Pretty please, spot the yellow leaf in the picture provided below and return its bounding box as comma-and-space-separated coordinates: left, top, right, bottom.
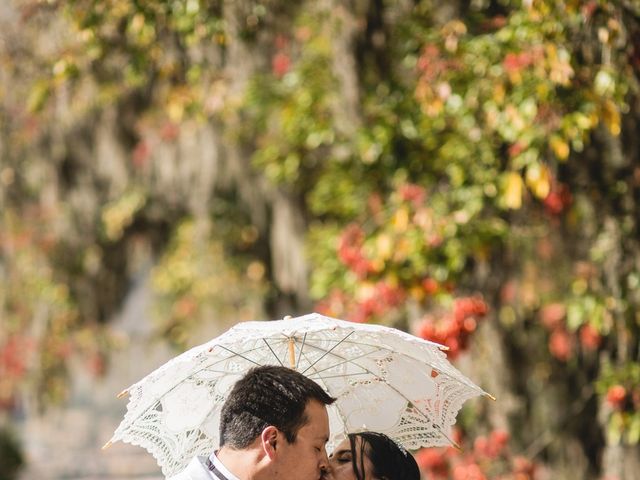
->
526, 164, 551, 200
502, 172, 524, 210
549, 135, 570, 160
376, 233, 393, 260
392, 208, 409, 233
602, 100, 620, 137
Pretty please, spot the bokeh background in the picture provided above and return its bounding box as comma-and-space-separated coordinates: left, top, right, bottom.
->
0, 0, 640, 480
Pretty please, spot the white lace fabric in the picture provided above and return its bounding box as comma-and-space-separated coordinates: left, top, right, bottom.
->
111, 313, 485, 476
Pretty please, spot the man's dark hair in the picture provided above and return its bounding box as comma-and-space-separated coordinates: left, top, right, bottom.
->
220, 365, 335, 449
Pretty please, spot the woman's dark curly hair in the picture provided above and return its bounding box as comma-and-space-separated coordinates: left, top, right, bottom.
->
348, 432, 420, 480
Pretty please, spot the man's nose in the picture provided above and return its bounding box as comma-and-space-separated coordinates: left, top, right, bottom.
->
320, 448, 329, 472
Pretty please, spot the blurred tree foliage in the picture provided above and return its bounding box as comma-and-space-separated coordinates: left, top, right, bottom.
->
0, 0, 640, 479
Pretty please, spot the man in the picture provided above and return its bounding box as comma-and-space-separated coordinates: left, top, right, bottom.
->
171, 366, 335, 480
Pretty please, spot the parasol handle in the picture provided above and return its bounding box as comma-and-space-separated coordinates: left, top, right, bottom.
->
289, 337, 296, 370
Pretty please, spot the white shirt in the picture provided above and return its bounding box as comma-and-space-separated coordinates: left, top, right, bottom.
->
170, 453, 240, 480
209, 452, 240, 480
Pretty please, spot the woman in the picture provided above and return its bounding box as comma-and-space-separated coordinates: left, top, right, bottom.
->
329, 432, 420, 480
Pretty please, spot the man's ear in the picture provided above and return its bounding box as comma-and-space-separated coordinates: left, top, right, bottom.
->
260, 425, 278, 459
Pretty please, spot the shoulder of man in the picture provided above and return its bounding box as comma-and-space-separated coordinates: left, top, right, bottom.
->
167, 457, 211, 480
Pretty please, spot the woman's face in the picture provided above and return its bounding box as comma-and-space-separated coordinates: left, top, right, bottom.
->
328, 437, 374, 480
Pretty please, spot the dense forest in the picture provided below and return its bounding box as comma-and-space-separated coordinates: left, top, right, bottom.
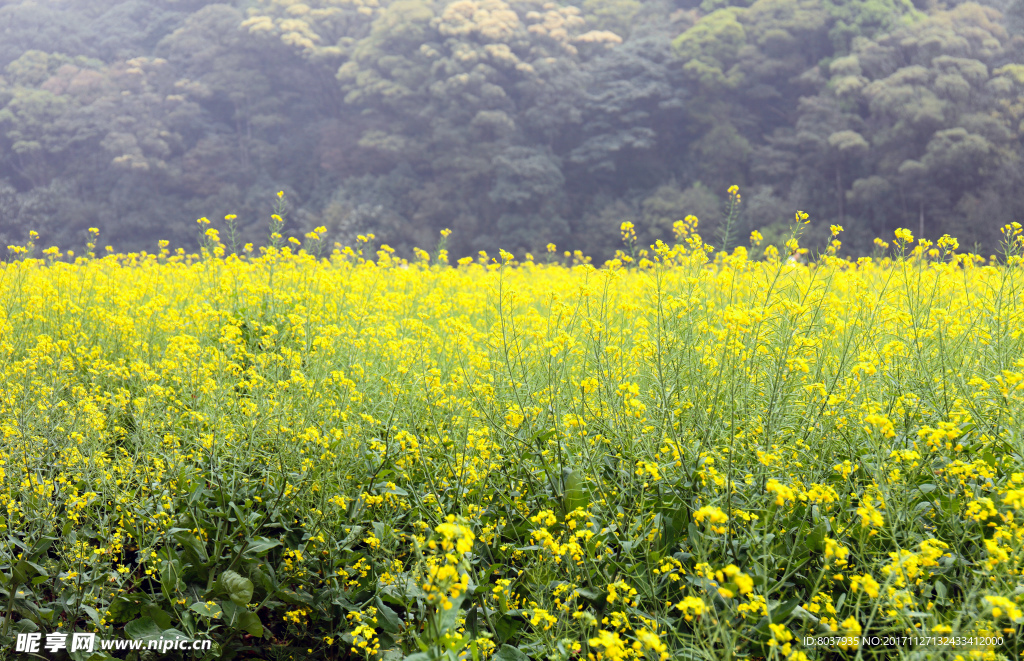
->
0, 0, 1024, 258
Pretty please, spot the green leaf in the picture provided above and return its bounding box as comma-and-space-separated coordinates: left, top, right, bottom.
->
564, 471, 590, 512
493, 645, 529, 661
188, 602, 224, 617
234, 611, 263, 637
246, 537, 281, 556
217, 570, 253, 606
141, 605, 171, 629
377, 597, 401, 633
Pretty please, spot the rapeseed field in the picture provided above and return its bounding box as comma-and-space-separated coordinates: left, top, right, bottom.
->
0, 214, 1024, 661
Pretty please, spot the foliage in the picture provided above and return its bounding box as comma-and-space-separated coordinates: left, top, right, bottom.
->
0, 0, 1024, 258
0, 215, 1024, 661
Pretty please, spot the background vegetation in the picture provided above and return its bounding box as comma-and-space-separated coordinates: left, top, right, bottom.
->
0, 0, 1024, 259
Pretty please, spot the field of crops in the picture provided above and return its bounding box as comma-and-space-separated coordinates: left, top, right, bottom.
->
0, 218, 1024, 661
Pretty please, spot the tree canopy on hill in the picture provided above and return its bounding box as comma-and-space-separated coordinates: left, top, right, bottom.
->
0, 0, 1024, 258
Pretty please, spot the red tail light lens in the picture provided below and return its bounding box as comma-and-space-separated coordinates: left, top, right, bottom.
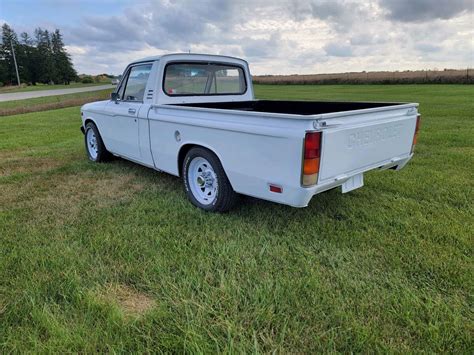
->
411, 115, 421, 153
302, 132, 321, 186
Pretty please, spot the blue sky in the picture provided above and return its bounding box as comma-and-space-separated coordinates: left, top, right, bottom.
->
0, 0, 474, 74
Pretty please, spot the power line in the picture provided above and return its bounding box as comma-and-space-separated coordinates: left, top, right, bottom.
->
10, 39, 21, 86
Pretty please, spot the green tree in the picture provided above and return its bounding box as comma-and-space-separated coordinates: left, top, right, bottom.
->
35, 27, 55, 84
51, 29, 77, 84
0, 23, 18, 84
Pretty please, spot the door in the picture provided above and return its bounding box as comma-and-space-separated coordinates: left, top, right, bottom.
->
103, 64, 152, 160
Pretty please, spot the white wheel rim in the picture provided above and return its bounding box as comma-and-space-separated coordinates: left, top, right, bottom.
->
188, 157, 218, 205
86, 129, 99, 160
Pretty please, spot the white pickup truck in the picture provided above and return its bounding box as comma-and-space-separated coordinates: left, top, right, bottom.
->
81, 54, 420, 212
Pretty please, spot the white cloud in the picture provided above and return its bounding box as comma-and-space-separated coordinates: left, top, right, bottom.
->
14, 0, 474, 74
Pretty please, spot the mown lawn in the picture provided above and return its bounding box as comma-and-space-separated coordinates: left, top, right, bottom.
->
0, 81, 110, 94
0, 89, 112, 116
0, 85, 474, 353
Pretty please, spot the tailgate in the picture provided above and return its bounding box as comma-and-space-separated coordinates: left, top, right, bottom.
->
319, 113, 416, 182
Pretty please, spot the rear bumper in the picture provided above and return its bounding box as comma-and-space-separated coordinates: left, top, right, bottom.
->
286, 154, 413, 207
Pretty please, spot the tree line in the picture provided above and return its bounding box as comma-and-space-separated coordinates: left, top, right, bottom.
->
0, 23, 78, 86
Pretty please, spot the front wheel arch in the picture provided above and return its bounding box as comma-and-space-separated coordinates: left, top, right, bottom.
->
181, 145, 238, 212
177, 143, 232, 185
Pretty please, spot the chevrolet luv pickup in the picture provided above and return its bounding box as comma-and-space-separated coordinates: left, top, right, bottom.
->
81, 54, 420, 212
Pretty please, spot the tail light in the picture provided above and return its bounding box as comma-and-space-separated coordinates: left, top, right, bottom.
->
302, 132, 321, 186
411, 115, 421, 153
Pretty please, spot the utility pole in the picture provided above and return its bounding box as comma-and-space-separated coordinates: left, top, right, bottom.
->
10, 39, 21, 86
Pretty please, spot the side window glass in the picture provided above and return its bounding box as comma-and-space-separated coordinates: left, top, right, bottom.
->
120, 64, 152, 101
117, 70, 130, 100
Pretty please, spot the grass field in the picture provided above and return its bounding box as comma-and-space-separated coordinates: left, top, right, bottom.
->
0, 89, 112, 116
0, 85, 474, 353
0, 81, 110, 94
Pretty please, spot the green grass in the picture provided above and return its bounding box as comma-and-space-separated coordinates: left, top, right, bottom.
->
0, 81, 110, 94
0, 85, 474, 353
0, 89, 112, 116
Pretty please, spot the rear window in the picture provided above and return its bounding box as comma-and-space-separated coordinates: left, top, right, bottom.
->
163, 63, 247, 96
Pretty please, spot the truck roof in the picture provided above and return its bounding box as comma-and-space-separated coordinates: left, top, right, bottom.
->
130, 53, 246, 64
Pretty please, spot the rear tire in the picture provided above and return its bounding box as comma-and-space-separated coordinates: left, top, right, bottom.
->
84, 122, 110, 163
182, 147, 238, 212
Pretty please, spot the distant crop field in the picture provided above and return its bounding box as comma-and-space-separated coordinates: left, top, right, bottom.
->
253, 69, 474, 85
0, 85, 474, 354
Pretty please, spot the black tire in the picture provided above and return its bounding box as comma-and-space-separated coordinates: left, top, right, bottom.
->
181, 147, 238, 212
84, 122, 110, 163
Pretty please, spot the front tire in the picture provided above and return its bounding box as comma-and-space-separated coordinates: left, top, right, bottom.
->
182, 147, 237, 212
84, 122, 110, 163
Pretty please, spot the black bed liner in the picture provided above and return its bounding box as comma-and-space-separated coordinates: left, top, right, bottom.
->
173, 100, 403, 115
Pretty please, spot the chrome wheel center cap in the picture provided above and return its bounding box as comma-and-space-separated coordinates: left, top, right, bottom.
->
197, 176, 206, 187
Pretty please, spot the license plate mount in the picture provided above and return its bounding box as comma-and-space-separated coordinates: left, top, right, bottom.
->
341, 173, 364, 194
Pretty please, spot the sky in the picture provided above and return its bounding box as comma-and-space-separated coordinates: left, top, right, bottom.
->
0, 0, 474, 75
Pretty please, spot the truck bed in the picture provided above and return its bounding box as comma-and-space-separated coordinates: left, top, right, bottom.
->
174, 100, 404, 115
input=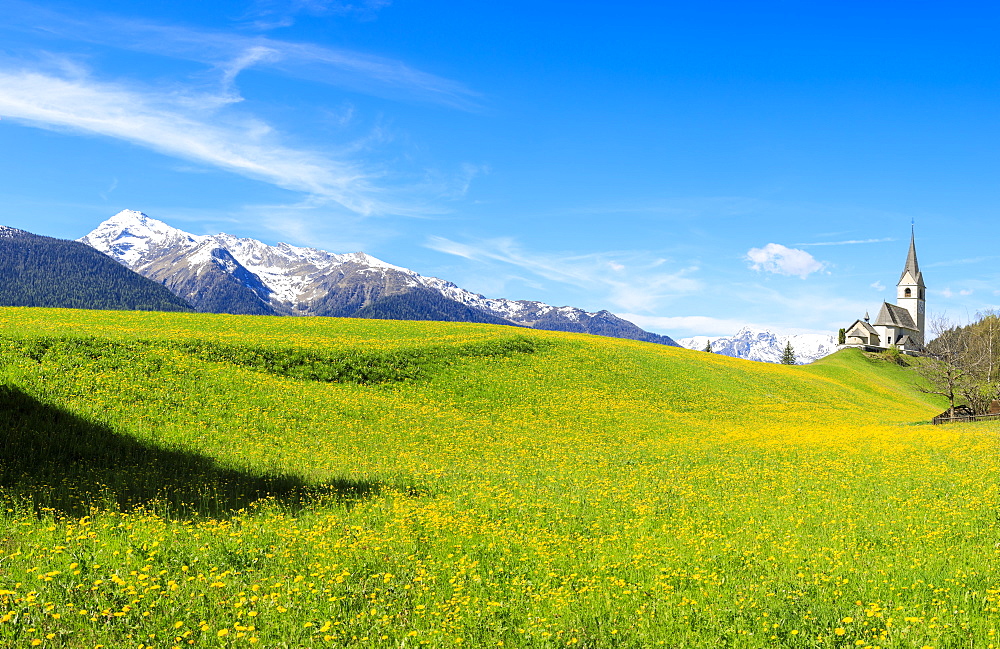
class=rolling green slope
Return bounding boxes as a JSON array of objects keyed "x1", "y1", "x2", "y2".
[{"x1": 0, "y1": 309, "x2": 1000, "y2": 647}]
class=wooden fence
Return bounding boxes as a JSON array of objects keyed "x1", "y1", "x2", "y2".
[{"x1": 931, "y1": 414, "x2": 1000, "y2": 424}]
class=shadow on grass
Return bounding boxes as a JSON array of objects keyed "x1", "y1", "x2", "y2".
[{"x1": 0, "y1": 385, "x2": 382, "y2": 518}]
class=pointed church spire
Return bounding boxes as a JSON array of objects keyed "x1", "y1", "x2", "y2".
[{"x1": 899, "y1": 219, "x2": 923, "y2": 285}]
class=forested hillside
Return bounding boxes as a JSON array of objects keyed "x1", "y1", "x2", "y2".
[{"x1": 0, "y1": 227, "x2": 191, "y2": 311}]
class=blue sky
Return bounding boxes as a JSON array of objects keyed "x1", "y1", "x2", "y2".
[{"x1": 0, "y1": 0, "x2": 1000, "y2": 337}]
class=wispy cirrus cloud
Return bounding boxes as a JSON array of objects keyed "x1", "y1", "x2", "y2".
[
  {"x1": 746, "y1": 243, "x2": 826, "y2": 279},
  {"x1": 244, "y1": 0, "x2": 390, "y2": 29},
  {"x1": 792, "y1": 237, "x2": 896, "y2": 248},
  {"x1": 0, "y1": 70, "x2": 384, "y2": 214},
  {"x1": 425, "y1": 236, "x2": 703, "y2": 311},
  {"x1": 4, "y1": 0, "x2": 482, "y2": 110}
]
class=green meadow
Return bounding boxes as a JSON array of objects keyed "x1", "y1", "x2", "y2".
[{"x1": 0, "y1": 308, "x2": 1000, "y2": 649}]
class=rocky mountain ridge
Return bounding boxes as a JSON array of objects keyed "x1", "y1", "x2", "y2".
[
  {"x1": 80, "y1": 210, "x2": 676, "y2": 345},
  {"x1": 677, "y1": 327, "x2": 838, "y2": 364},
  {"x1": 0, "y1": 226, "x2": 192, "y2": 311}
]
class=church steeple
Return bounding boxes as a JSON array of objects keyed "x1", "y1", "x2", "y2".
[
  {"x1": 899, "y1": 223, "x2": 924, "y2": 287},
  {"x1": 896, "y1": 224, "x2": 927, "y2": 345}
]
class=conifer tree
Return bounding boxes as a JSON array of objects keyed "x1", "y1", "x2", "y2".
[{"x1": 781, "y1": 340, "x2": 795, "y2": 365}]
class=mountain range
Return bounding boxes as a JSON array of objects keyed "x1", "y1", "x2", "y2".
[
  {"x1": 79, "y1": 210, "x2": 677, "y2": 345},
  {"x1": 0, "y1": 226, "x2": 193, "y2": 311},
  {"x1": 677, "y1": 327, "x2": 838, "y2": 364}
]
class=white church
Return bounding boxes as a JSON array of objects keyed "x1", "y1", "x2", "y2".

————

Rewrite the rows in the part that opens with the line containing "Pretty please, spot the man in" and closes with the line containing "289, 337, 296, 370", replacing "parasol handle" with "umbrella handle" and leaving everything else unchanged.

# Response to the exercise
Pretty please, spot the man in the picture provided above and return its bounding box as comma-and-space-separated coordinates: left, top, right, bottom.
->
171, 366, 335, 480
Pretty please, spot the umbrella handle in the picture provided above and return its bounding box as comma-and-space-separated coordinates: left, top, right, bottom.
->
289, 337, 296, 370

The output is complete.